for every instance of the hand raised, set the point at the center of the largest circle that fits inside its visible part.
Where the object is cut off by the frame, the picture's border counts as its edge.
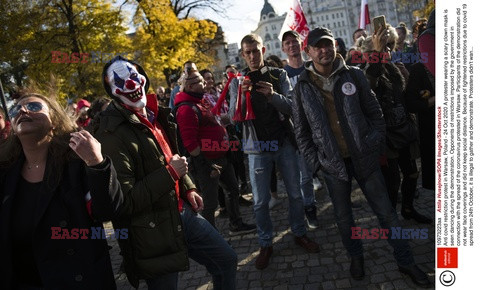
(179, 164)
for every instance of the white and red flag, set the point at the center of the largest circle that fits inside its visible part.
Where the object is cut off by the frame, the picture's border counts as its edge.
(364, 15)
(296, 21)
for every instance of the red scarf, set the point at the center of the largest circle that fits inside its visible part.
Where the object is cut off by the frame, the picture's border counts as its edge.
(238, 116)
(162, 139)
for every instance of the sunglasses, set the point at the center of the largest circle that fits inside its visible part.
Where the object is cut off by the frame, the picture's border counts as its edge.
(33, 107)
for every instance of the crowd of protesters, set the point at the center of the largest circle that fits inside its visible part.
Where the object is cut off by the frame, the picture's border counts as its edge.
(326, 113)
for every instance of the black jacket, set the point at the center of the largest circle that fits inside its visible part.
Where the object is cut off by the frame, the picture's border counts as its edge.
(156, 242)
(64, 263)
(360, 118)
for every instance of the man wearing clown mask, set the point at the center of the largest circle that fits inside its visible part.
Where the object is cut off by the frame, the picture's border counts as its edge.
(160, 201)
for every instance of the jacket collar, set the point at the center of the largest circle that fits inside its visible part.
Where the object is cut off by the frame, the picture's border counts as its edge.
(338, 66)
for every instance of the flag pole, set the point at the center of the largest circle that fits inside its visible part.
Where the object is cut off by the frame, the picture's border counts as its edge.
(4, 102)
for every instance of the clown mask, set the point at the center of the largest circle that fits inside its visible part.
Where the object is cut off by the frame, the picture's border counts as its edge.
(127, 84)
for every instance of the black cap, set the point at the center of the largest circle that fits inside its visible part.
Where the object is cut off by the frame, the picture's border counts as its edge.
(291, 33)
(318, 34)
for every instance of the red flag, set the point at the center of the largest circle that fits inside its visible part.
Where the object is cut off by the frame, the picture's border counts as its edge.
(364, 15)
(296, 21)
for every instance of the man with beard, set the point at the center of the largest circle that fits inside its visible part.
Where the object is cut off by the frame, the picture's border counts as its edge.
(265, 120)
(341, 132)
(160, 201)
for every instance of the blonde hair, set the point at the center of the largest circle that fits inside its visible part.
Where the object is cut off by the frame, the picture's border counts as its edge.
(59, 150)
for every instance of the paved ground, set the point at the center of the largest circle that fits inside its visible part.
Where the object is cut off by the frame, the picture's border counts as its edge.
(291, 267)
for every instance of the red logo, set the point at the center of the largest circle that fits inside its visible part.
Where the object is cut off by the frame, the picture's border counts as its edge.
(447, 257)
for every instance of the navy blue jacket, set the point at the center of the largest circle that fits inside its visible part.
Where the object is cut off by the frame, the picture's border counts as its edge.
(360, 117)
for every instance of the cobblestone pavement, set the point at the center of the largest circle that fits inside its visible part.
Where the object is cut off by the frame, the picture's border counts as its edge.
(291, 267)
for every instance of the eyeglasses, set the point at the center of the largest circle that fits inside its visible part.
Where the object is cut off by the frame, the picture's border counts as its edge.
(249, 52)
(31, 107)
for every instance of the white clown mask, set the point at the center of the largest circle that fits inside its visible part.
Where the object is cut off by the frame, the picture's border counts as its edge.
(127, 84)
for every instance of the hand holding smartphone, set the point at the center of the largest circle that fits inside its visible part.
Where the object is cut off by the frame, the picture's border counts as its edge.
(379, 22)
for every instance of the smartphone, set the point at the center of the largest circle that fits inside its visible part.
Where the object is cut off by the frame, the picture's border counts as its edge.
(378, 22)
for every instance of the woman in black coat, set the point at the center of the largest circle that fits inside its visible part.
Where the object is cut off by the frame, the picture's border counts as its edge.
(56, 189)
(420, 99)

______________________________

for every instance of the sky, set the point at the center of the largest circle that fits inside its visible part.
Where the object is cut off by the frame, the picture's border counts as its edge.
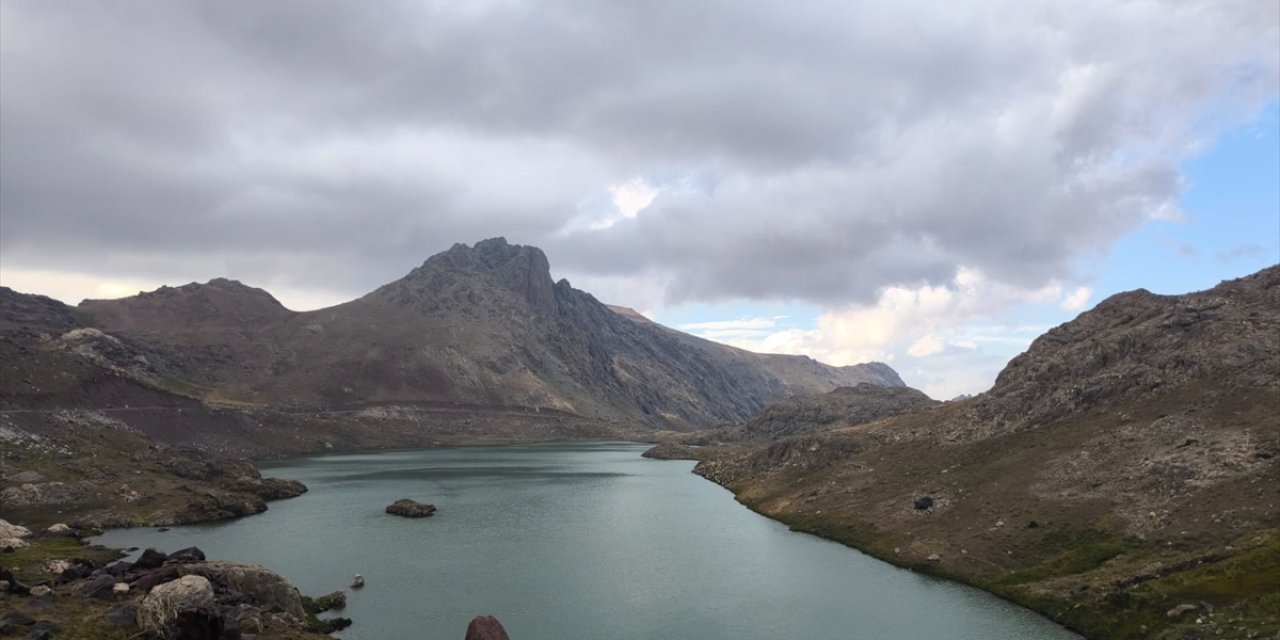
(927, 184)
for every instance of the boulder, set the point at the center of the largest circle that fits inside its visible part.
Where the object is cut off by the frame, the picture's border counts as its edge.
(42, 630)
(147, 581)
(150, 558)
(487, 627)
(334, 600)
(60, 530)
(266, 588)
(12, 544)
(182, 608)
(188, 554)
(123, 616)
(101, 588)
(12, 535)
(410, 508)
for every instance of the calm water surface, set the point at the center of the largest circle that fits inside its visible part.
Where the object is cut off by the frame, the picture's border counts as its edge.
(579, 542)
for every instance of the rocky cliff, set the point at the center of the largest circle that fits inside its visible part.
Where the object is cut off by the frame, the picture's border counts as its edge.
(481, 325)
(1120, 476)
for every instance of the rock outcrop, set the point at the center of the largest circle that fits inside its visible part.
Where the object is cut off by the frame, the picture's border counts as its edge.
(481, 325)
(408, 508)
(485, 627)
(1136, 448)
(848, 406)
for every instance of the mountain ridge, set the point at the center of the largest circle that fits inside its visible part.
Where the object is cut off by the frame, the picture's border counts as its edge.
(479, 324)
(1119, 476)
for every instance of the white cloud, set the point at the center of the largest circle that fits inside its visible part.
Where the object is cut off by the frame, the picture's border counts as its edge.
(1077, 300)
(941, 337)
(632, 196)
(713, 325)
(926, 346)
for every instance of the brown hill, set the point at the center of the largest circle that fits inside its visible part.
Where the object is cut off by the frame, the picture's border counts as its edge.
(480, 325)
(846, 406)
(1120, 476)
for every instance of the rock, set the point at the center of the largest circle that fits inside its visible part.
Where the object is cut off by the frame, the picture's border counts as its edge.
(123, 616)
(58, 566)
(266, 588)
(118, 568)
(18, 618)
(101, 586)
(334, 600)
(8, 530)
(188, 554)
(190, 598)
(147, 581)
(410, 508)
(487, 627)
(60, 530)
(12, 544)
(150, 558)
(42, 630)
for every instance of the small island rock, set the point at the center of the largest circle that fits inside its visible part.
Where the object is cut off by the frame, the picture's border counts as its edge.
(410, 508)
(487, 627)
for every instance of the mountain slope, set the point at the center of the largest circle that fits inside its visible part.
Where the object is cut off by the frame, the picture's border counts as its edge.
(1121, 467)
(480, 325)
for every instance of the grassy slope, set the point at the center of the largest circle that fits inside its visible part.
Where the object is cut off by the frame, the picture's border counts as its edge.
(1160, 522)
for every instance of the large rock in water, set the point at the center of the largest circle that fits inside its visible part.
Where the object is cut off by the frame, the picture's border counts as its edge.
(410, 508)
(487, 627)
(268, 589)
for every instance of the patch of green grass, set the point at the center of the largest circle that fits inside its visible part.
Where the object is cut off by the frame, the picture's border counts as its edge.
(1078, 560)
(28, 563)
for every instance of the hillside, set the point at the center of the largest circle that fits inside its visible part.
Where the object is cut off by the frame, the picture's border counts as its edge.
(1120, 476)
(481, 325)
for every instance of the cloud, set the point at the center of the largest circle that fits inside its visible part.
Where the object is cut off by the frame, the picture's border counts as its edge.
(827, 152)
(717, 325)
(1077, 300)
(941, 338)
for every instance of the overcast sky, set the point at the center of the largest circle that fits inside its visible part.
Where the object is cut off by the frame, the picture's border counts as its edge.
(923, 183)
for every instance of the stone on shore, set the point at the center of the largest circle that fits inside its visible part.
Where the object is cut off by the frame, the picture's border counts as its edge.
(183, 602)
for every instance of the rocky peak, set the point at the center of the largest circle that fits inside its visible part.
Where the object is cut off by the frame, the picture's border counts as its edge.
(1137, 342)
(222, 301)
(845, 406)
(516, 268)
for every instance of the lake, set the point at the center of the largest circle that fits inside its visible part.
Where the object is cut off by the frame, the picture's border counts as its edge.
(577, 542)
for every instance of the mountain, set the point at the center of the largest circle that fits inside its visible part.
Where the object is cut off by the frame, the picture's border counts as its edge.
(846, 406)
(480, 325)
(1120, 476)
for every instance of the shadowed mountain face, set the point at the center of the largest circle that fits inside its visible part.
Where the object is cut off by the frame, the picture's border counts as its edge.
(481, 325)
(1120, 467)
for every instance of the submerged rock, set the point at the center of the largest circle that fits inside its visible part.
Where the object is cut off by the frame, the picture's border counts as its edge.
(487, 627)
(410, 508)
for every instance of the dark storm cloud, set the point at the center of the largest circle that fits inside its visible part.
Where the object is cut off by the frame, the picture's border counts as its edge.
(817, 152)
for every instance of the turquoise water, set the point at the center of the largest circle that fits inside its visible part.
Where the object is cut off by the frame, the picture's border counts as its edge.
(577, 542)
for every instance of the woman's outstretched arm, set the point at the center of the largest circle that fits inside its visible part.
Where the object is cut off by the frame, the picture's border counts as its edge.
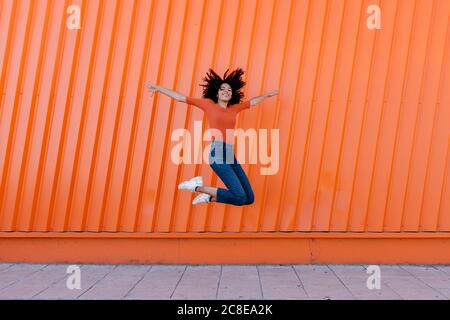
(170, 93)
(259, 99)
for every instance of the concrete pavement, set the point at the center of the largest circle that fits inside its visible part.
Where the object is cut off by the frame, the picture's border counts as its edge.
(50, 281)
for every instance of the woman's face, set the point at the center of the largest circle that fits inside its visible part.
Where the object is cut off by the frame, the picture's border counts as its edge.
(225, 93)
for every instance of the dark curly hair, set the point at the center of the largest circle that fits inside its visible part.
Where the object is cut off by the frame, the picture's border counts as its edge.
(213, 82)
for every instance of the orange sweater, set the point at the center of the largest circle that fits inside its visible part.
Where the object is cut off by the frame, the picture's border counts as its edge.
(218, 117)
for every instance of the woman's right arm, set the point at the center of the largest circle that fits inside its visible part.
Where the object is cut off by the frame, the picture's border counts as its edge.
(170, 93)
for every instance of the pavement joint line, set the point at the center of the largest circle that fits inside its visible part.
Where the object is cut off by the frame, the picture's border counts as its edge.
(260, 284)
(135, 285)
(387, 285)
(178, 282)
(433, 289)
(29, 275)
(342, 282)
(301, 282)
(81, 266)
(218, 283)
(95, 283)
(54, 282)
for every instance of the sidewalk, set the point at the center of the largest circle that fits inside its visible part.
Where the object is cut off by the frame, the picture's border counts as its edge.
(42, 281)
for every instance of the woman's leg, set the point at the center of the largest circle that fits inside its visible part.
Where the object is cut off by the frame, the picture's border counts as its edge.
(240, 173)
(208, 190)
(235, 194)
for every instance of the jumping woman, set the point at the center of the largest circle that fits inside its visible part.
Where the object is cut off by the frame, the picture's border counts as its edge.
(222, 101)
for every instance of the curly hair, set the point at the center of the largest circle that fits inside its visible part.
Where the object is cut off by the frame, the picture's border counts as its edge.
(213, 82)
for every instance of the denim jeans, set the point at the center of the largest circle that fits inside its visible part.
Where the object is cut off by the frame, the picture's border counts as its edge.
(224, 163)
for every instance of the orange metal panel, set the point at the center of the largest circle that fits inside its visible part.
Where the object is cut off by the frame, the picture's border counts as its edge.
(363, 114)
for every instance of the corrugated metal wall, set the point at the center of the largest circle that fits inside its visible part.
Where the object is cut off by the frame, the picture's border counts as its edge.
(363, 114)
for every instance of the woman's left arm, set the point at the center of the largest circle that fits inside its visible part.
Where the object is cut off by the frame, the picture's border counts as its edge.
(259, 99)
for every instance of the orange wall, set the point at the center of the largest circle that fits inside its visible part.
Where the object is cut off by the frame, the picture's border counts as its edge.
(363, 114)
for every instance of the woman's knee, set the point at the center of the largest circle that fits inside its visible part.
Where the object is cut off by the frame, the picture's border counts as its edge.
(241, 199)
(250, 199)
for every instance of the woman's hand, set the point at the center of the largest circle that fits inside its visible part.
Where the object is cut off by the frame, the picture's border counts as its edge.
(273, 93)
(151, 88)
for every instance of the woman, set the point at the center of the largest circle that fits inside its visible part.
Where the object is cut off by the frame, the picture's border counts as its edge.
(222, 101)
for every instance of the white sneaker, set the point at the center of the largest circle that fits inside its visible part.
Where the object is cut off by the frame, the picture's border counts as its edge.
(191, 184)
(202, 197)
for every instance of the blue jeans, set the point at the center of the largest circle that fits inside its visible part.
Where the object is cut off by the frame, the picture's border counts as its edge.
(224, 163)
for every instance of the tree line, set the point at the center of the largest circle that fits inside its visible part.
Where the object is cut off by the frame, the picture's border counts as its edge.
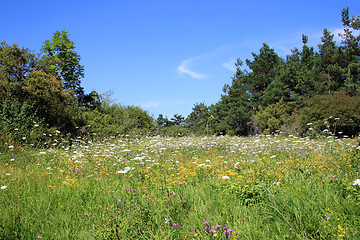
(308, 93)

______________________________

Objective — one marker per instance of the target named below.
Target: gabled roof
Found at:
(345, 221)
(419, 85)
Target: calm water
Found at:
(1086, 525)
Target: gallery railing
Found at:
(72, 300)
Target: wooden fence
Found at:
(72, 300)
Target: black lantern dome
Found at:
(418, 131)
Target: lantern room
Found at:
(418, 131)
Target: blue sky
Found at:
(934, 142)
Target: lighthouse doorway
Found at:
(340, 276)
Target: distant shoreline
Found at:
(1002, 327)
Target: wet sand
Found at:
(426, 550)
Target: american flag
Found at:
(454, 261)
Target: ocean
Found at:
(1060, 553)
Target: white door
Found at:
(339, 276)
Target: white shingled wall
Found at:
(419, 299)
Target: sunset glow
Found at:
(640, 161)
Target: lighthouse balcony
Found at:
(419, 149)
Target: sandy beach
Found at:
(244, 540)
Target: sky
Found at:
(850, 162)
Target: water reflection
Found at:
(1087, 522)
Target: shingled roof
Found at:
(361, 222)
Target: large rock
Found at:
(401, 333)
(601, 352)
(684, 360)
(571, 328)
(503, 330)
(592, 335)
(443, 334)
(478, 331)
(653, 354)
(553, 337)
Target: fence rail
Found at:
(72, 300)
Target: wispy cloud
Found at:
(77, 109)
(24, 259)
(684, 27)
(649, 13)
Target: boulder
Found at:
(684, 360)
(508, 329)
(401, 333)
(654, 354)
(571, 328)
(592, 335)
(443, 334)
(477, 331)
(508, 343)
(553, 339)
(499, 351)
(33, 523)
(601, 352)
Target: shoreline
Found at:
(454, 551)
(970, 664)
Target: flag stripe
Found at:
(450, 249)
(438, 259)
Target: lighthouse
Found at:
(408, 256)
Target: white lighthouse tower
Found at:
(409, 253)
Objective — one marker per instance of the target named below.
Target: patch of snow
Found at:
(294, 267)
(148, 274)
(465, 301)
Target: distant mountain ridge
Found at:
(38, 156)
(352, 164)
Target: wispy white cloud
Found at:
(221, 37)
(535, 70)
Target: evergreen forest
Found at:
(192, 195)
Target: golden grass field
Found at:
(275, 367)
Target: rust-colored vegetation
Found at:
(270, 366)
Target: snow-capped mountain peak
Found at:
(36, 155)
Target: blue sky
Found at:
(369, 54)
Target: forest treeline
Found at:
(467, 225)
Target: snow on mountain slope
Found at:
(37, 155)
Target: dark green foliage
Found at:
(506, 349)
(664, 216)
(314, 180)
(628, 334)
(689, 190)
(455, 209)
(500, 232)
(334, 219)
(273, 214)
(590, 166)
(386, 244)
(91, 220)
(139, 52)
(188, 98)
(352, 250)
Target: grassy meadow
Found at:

______________________________

**PROBLEM DETAILS**.
Every line from the data above that contains "hair" must appear in the answer.

**WRITTEN ANSWER**.
for every instance of the blonde hair, set the point at the center of the largest circle that fits inside its visible part.
for every instance of the dark curly hair, set the point at the center of the largest circle that fits inside its visible part.
for every instance of the curly hair, set the point at the center of the largest circle that fits inside its visible part.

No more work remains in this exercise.